### DIRECTIONS
A word-for-word transcription of the records is required.

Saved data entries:
┄┄┄┄┄┄

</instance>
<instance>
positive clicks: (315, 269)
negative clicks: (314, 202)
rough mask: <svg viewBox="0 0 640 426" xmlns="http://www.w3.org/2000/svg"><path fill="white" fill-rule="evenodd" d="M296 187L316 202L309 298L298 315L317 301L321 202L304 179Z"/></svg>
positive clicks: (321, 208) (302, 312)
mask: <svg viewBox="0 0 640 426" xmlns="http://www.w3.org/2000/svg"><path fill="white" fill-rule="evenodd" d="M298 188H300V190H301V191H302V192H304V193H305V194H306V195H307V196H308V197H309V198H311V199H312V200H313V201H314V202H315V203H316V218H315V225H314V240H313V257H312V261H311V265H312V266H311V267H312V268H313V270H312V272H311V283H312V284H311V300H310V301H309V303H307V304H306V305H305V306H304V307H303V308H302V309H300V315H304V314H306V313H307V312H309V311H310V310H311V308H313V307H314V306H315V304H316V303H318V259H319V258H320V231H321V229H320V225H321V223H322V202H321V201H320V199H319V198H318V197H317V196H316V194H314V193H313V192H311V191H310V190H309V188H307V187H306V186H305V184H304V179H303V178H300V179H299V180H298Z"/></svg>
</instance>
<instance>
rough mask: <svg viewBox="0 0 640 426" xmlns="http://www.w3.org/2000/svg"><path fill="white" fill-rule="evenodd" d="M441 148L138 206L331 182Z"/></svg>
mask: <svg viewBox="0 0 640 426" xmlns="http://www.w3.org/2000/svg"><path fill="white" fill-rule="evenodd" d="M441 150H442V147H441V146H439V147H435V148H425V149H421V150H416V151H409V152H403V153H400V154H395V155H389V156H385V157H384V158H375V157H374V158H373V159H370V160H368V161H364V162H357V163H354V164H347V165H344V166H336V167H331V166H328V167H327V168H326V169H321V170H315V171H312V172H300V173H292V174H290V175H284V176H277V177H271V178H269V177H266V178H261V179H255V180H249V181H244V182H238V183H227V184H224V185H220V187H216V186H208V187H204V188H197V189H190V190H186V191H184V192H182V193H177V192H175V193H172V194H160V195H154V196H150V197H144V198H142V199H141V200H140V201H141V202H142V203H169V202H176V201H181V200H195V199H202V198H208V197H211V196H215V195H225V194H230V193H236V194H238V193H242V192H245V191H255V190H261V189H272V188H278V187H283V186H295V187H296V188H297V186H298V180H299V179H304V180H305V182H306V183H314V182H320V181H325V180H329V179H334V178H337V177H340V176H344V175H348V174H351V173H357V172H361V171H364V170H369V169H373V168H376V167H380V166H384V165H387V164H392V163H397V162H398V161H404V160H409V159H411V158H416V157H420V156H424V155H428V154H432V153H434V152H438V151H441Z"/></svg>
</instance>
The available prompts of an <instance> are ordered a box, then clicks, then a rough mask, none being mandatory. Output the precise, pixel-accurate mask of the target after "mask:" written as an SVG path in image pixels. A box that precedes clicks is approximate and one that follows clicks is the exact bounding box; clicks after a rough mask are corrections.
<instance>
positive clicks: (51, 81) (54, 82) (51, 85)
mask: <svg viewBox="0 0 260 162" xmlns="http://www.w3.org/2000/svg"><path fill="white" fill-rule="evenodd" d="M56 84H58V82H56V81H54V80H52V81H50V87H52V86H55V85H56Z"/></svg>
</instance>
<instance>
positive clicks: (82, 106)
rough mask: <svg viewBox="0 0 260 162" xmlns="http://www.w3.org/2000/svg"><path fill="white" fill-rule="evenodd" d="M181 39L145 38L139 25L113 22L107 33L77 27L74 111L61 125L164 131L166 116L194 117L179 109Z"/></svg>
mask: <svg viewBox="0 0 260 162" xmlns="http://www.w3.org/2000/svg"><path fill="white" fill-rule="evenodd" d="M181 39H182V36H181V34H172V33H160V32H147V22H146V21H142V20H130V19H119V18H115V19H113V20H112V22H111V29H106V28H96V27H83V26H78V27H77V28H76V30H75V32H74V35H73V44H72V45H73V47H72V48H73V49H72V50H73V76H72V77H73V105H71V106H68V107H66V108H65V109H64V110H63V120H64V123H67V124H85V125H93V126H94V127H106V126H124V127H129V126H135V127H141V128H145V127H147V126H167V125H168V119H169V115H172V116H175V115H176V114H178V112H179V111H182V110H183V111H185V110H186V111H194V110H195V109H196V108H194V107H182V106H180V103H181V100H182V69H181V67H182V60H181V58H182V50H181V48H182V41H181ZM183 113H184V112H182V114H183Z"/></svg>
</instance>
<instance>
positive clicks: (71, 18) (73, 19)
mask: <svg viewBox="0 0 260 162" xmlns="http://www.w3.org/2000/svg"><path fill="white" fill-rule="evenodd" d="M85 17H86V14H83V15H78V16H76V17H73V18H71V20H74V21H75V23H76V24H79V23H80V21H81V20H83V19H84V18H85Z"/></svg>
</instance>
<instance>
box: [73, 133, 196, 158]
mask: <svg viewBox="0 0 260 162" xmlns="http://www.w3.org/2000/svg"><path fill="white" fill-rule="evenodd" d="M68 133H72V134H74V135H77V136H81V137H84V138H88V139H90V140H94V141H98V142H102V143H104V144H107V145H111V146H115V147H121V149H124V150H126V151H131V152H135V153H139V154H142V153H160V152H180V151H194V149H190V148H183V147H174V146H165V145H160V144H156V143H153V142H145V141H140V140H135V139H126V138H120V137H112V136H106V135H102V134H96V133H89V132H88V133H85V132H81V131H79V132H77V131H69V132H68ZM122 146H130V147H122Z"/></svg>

┄┄┄┄┄┄

### RESULT OF THIS TASK
</instance>
<instance>
positive clicks: (315, 269)
negative clicks: (314, 202)
rough mask: <svg viewBox="0 0 640 426" xmlns="http://www.w3.org/2000/svg"><path fill="white" fill-rule="evenodd" d="M296 187L316 202L309 298L298 315L317 301L321 202L304 179Z"/></svg>
positive clicks: (321, 208) (302, 312)
mask: <svg viewBox="0 0 640 426" xmlns="http://www.w3.org/2000/svg"><path fill="white" fill-rule="evenodd" d="M298 188H300V190H301V191H302V192H304V193H305V194H306V195H307V196H308V197H309V198H311V199H312V200H313V201H314V202H315V203H316V218H315V225H314V240H313V257H312V261H311V265H312V266H311V267H312V268H313V270H312V272H311V283H312V284H311V300H310V301H309V303H307V304H306V305H305V306H304V307H303V308H302V309H300V315H304V314H306V313H307V312H309V311H310V310H311V308H313V307H314V306H315V304H316V303H318V259H319V258H320V231H321V229H320V225H321V223H322V202H321V201H320V199H319V198H318V197H317V196H316V194H314V193H313V192H311V191H310V190H309V188H307V187H306V186H305V184H304V179H303V178H300V179H299V180H298Z"/></svg>
</instance>
<instance>
rough mask: <svg viewBox="0 0 640 426" xmlns="http://www.w3.org/2000/svg"><path fill="white" fill-rule="evenodd" d="M441 148L138 206L331 182Z"/></svg>
mask: <svg viewBox="0 0 640 426" xmlns="http://www.w3.org/2000/svg"><path fill="white" fill-rule="evenodd" d="M441 150H442V147H441V146H439V147H435V148H425V149H421V150H416V151H409V152H403V153H400V154H395V155H389V156H385V157H384V158H375V157H374V158H373V159H370V160H368V161H364V162H357V163H354V164H347V165H344V166H336V167H331V166H328V167H327V168H326V169H321V170H315V171H312V172H300V173H292V174H290V175H284V176H277V177H271V178H269V177H266V178H261V179H255V180H249V181H244V182H238V183H227V184H224V185H220V187H216V186H208V187H204V188H197V189H190V190H186V191H184V192H182V193H177V192H175V193H172V194H160V195H154V196H150V197H144V198H142V199H141V200H140V201H141V202H142V203H169V202H176V201H181V200H195V199H202V198H208V197H211V196H215V195H225V194H230V193H236V194H238V193H242V192H245V191H255V190H261V189H272V188H278V187H283V186H295V187H296V188H297V186H298V180H299V179H304V180H305V182H306V183H314V182H320V181H325V180H329V179H334V178H337V177H340V176H344V175H348V174H351V173H357V172H361V171H364V170H369V169H373V168H376V167H380V166H384V165H387V164H392V163H397V162H398V161H404V160H409V159H411V158H416V157H420V156H424V155H428V154H432V153H434V152H438V151H441Z"/></svg>
</instance>
The available prompts of an <instance> are ordered a box, then clicks, then a rough mask, none being mandatory. Output the precise, pixel-accurate mask of the target after "mask:" written as an SVG path in image pixels. A box that precedes clicks is approximate and one that follows clicks is the exact bounding box; clicks after a rough mask are corrections.
<instance>
positive clicks: (51, 81) (54, 82) (51, 85)
mask: <svg viewBox="0 0 260 162" xmlns="http://www.w3.org/2000/svg"><path fill="white" fill-rule="evenodd" d="M56 84H58V82H56V81H54V80H52V81H50V87H52V86H55V85H56Z"/></svg>
</instance>
<instance>
positive clicks: (82, 106)
rough mask: <svg viewBox="0 0 260 162" xmlns="http://www.w3.org/2000/svg"><path fill="white" fill-rule="evenodd" d="M181 39L145 38L139 25L113 22L107 33L77 27L74 111L61 125L164 131L166 116L194 117L179 109Z"/></svg>
mask: <svg viewBox="0 0 260 162" xmlns="http://www.w3.org/2000/svg"><path fill="white" fill-rule="evenodd" d="M181 39H182V36H181V34H172V33H160V32H147V22H146V21H142V20H130V19H119V18H115V19H113V20H112V22H111V29H106V28H96V27H83V26H78V27H77V28H76V30H75V32H74V35H73V44H72V45H73V47H72V48H73V49H72V50H73V76H72V77H73V105H71V106H68V107H66V108H65V109H64V110H63V120H64V123H67V124H85V125H93V126H94V127H106V126H124V127H129V126H135V127H141V128H145V127H147V126H167V125H168V119H169V115H172V116H175V115H176V114H178V112H179V111H182V110H183V111H185V110H186V111H194V110H195V109H196V108H194V107H182V106H180V103H181V100H182V69H181V67H182V60H181V58H182V50H181V48H182V41H181ZM183 113H184V112H182V114H183Z"/></svg>
</instance>
<instance>
positive clicks: (71, 18) (73, 19)
mask: <svg viewBox="0 0 260 162" xmlns="http://www.w3.org/2000/svg"><path fill="white" fill-rule="evenodd" d="M85 17H86V14H83V15H78V16H76V17H73V18H71V20H74V21H75V23H76V24H79V23H80V21H81V20H83V19H84V18H85Z"/></svg>
</instance>
<instance>
box: [73, 133, 196, 158]
mask: <svg viewBox="0 0 260 162" xmlns="http://www.w3.org/2000/svg"><path fill="white" fill-rule="evenodd" d="M68 133H72V134H74V135H77V136H81V137H84V138H88V139H90V140H94V141H98V142H102V143H104V144H107V145H111V146H115V147H121V149H124V150H126V151H131V152H135V153H139V154H142V153H160V152H180V151H194V149H190V148H183V147H174V146H165V145H160V144H156V143H153V142H145V141H140V140H135V139H126V138H120V137H112V136H106V135H102V134H96V133H89V132H88V133H85V132H81V131H79V132H77V131H69V132H68ZM122 146H130V147H122Z"/></svg>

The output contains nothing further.